What you are asked to do:
Please output only the lines that run from the line containing "outline <item>flower stem node</item>" through the end of the material below, exactly.

Source records:
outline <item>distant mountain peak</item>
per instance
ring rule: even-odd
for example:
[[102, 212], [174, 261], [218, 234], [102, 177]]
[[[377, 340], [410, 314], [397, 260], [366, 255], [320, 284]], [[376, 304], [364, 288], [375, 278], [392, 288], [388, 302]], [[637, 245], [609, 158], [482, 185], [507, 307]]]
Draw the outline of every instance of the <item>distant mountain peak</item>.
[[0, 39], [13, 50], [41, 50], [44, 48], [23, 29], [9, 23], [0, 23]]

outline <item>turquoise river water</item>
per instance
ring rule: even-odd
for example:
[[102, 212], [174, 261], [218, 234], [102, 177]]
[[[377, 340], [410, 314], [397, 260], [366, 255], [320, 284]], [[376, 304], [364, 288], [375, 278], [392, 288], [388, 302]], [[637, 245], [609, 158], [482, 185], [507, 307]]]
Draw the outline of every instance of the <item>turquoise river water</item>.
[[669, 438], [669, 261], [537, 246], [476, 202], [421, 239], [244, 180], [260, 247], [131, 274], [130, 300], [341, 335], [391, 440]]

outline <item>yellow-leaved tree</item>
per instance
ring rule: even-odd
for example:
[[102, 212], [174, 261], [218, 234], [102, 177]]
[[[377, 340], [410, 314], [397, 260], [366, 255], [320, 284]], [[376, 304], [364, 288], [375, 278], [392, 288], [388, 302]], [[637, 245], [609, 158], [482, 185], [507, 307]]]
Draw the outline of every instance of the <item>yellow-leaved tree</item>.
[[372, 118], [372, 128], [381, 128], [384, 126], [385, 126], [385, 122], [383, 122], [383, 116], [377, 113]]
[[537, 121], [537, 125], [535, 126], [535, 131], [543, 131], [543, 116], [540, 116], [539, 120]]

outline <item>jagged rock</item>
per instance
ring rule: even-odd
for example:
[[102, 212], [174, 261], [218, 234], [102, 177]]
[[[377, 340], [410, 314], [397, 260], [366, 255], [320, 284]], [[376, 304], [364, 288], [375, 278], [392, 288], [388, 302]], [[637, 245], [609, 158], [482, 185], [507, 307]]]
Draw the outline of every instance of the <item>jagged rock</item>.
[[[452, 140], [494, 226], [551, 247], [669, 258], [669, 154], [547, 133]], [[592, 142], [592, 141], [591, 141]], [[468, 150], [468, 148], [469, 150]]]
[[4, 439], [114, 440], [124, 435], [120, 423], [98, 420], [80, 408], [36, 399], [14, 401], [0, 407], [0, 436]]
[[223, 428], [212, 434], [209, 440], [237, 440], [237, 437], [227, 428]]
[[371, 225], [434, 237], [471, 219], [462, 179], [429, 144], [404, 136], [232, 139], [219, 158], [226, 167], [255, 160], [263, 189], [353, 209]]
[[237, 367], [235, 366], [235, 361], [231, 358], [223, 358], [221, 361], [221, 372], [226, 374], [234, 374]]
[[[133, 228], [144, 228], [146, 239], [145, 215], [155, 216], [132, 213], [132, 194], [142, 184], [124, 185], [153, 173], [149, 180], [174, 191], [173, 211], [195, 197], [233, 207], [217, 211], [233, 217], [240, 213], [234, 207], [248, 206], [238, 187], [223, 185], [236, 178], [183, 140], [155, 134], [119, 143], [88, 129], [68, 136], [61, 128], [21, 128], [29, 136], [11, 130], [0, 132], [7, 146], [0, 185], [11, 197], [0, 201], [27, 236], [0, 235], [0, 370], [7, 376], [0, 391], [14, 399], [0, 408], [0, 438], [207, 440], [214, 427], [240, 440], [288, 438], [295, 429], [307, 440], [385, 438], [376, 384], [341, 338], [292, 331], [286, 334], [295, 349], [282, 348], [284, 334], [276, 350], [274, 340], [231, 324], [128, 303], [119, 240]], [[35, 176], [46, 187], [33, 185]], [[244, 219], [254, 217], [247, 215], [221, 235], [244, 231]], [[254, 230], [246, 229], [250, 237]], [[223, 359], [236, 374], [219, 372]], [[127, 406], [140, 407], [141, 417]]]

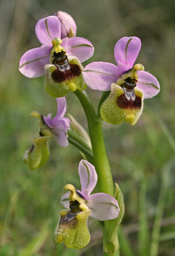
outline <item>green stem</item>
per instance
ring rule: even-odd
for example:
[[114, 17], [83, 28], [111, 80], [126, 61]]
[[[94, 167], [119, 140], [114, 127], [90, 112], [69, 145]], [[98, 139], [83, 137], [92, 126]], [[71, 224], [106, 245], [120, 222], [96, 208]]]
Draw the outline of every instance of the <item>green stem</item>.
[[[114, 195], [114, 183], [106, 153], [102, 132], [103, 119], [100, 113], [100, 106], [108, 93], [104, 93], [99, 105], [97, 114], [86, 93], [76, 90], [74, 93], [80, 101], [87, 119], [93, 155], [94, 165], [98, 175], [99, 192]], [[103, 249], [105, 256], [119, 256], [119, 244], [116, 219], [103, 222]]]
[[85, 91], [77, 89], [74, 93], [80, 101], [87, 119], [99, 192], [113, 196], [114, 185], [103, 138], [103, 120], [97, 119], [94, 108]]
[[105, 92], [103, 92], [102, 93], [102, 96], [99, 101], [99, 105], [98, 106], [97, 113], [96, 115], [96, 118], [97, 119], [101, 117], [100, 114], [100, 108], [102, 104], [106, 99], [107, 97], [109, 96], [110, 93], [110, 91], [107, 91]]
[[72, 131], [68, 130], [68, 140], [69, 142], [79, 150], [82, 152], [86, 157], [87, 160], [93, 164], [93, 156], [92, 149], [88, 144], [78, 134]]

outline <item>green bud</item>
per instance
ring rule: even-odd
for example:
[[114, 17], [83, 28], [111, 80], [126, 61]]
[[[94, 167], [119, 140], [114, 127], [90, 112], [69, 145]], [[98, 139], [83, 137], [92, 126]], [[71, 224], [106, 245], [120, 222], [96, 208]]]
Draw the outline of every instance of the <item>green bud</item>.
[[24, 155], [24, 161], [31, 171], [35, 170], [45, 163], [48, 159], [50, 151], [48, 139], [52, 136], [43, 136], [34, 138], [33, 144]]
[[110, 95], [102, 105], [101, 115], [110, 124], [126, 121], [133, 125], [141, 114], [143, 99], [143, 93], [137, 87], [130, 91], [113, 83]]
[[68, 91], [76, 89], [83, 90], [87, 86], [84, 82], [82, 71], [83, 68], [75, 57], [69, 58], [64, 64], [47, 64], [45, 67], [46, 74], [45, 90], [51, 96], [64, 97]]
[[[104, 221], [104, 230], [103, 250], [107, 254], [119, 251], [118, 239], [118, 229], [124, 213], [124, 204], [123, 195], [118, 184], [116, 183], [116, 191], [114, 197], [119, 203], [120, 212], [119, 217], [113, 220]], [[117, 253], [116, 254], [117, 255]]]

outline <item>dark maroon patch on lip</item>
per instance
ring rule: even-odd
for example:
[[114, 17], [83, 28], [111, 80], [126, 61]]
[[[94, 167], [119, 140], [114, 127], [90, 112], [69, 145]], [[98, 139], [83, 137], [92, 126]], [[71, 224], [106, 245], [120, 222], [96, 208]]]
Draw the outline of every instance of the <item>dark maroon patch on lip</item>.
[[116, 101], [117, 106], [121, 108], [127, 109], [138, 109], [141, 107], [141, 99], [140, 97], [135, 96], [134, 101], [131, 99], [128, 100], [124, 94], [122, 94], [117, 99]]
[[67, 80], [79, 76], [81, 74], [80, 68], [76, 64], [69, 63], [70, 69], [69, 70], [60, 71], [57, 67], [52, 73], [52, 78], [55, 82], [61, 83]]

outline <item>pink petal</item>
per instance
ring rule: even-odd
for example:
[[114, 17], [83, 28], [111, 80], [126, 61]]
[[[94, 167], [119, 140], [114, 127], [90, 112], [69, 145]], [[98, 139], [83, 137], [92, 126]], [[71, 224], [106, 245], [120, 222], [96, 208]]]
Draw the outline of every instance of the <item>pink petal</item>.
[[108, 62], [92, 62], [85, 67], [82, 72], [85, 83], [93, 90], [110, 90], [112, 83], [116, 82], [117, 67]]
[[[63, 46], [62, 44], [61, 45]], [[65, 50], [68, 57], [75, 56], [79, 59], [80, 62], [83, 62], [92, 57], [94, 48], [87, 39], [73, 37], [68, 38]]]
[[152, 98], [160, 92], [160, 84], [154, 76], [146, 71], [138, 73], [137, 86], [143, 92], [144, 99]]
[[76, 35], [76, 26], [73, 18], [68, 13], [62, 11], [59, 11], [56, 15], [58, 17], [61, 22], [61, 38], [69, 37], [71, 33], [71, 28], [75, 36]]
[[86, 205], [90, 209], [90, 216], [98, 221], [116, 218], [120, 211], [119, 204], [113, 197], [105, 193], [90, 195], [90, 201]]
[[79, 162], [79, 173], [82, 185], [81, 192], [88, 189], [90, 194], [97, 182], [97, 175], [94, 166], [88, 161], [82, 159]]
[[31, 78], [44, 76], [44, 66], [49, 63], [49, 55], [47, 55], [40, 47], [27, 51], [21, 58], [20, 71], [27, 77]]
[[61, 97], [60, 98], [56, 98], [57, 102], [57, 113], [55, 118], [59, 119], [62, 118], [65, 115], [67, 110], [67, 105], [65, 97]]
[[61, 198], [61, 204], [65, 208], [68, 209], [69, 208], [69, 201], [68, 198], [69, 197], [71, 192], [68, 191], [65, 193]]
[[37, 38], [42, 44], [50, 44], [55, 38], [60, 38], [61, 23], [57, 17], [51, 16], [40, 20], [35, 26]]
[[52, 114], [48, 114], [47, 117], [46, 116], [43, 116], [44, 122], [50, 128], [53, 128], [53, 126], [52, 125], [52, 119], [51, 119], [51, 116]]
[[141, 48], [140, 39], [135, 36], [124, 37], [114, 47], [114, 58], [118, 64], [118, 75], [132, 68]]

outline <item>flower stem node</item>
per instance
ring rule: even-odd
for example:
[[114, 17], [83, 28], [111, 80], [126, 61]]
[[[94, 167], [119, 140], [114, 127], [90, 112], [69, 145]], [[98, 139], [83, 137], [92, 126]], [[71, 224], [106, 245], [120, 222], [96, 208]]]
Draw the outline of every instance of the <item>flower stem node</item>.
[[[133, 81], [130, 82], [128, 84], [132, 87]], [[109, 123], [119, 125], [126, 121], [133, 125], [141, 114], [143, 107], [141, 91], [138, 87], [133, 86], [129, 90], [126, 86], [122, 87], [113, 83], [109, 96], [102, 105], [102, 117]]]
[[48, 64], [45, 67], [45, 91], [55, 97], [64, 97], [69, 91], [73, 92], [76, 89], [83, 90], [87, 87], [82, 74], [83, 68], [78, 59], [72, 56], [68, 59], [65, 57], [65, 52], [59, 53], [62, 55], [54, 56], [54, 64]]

Solution to this problem:
outline <item>flower stem node</item>
per instance
ring rule: even-odd
for example:
[[114, 17], [83, 28], [111, 80], [126, 61]]
[[[94, 167], [119, 140], [114, 127], [90, 112], [69, 145]], [[98, 139], [83, 137], [92, 126]], [[71, 224], [106, 245], [120, 222], [96, 208]]]
Draw the outline of every instance of the <item>flower stem node</item>.
[[[133, 81], [130, 82], [128, 84], [132, 87]], [[109, 123], [119, 125], [126, 121], [133, 125], [141, 114], [143, 107], [141, 91], [138, 87], [133, 86], [129, 90], [126, 86], [122, 87], [113, 83], [109, 96], [102, 105], [102, 117]]]
[[48, 64], [45, 67], [45, 91], [55, 97], [64, 97], [69, 91], [73, 92], [76, 89], [83, 90], [87, 87], [82, 74], [83, 68], [78, 59], [72, 56], [68, 59], [65, 57], [65, 52], [59, 53], [62, 55], [54, 56], [54, 64]]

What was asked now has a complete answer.